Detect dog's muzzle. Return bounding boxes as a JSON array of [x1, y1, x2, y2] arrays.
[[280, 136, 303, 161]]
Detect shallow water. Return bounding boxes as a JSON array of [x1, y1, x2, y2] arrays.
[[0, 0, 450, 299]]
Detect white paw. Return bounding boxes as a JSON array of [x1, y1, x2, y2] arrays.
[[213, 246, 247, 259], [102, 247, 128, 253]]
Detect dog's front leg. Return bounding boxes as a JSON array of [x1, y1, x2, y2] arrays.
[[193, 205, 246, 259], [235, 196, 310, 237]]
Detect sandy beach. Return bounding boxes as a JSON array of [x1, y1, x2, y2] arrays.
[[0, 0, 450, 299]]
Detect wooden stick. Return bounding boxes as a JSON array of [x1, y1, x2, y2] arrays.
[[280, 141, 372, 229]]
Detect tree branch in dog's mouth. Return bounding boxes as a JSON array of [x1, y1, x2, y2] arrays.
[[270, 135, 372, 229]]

---

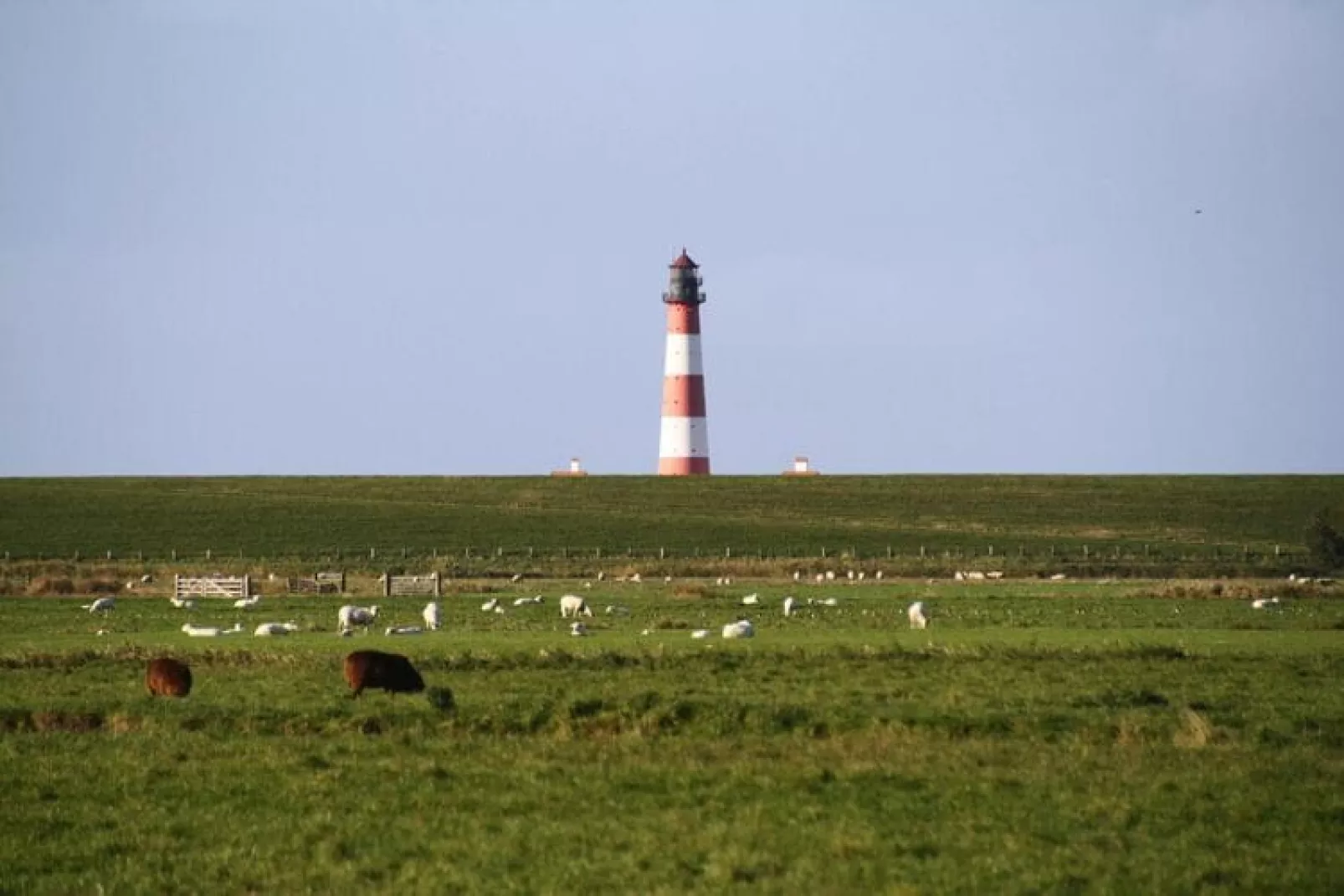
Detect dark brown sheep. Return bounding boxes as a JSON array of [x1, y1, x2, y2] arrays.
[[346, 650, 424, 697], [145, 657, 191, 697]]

**OBJECTIVE:** Show each line above that contains the word "boxes", copying every such line in full.

**THE ANSWER:**
Detect dog's muzzle. Return bounding boxes as a JSON array of [x1, y1, x2, y2] arrays.
Detect shallow water. Return bounding boxes as a JSON array of [x1, y1, x2, y2] arrays.
Detect white paw. Return bounding boxes as a JSON array of [x1, y1, x2, y2] arrays.
Detect dog's front leg. Return bounding boxes as a JSON array of [x1, y1, x2, y2] arrays.
Detect sandy beach. Return bounding boxes as a JSON array of [x1, y1, x2, y2] arrays.
Detect wooden stick. Return bounding boxes as a JSON array of [x1, y1, x2, y2] arrays.
Detect tree branch in dog's mouth. Return bounding boxes as a JSON array of [x1, y1, x2, y2] arrays.
Detect dark brown sheep. Return bounding boxes as a JSON array of [x1, y1, x2, y2] arrays.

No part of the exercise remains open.